# Start of Article

Expected Value of Texas Lottery Ticket
Thomas L. Wayburn, PhD
I do not wish to endorse the notion of lotteries, gambling, and – especially – lotteries run by the State, which putatively looks after the interests of its citizens. I believe the Texas State Lottery, which amounts to a retrogressive tax on the poor, is immoral, impractical, mean, ugly, and foolish. It encourages people to want to get something for nothing, to believe that an opulent lifestyle is desirable, and to believe that immoderate consumption by an individual is not harmful to the rest of society.
But, this computation is not based on ethics. I wish to determine when and when not the Texas State Lottery is a sucker bet, that is, I wish to estimate the expected value. If the expected value exceeds the price of the ticket we have what gamblers call an overlay, that is, a good bet – you should take it if you’re an avid gambler. I am assuming that the players share a view concerning taxes not shared by many, namely, that it is a pleasure and a privilege to pay taxes and that paying taxes is just one more indulgence to be enjoyed in a new opulent lifestyle. Conceivably, the expected value of the ticket may exceed the cost (one dollar) even when payment of taxes at the highest rate is taken into account. Undoubtedly, these methods can be applied to other state lotteries mutatis mutandis.
Further, I would like to get a lower bound for the expected value and it might be possible to get such a bound by using Stirling’s approximation to the factorial function, but for now I am getting a value that might be slightly too high for two reasons: (i) I am approximating the combination of n things taken k at a time, with n of the order of 50 million and k of the order of six by simply n^{k}/n!. I shall indicate the accuracy of this approximation in the text. (ii) I shall include the tail end of the exponential series. As we know, exp converges very quickly, therefore, the trailing terms are not large. But, they do make my estimate slightly high. This should not be important, though, because the most difficult number to estimate is the number of people who will bet. This number has been estimated in Austin using fairly sophisticated statistics in order to advertise the size of the Estimated Jackpot for guessing all six number out of fifty, but we shall have to decide for ourselves on the basis of the historical records of the lottery whether the State’s estimates are consistently high, low, or indifferent. The error in our guess of the number of one-dollar tickets sold, N, should make the other approximations in our formula of little or no significance.
Finally, my only motivation for this exercise, other than the pure pleasure of doing elementary mathematics as an amateur, is to determine when, if ever, the Texas State Lottery is not a sucker bet. This exercise was inspired by A. K. Dewdney’s book 200% of Nothing, John Wiley, New York (1993), which was to be used in “ambassador” programs in the public schools to stimulate interest in mathematics and science among young people. This seemed like a topic to which many “at-risk” children might be able to relate. Moreover, it might not be prohibitively expensive to print up lottery-ticket size fliers that explain expected value on one side and our estimate of the expected value of the forthcoming drawing on the other. These might be distributed outside lottery ticket outlets – primarily convenience stores, which, by the way, are always complaining about getting robbed.

# End of Article
# Start of Extracted material

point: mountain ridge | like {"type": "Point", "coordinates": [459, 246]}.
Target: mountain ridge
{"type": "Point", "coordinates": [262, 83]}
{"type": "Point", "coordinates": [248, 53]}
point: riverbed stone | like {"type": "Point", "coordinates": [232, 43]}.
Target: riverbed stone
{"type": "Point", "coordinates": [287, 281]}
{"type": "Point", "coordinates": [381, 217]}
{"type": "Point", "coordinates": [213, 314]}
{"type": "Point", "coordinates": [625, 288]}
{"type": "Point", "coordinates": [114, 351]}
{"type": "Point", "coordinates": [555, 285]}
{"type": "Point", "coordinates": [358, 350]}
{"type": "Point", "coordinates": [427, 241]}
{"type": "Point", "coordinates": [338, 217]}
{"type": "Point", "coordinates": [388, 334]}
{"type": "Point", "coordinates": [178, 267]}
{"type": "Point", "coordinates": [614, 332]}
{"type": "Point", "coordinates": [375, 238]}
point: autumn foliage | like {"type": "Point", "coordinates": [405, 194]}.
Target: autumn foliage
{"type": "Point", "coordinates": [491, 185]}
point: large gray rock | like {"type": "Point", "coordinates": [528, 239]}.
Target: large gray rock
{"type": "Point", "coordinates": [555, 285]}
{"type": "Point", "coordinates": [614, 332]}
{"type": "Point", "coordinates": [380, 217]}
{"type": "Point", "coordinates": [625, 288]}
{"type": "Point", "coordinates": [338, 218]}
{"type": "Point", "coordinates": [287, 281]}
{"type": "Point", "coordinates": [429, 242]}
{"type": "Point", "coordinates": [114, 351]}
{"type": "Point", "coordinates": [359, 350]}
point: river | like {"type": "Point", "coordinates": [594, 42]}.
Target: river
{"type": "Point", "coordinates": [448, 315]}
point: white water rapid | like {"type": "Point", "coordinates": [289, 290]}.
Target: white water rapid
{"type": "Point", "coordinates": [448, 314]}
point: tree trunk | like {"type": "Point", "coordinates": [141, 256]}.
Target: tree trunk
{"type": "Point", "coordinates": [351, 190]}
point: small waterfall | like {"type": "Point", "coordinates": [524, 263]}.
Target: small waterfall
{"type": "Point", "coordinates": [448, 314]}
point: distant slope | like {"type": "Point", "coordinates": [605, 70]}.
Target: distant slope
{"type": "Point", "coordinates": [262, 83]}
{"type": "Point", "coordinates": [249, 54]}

# End of Extracted material

Task set:
1) Answer these questions about the lottery essay:
(a) What does the author say the Texas State Lottery amounts to?
(b) What cost of a ticket does the author give?
(c) Which book inspired the exercise?
2) Update the stretch of the lottery essay from "Expected Value of Texas" through "rest of society.", putting "reckless" in place of "foolish".
The material has nothing to do with the lottery essay.

Results:
1)
(a) A retrogressive tax on the poor
(b) One dollar
(c) A. K. Dewdney's *200% of Nothing*

2)
Expected Value of Texas Lottery Ticket
Thomas L. Wayburn, PhD
I do not wish to endorse the notion of lotteries, gambling, and – especially – lotteries run by the State, which putatively looks after the interests of its citizens. I believe the Texas State Lottery, which amounts to a retrogressive tax on the poor, is immoral, impractical, mean, ugly, and reckless. It encourages people to want to get something for nothing, to believe that an opulent lifestyle is desirable, and to believe that immoderate consumption by an individual is not harmful to the rest of society.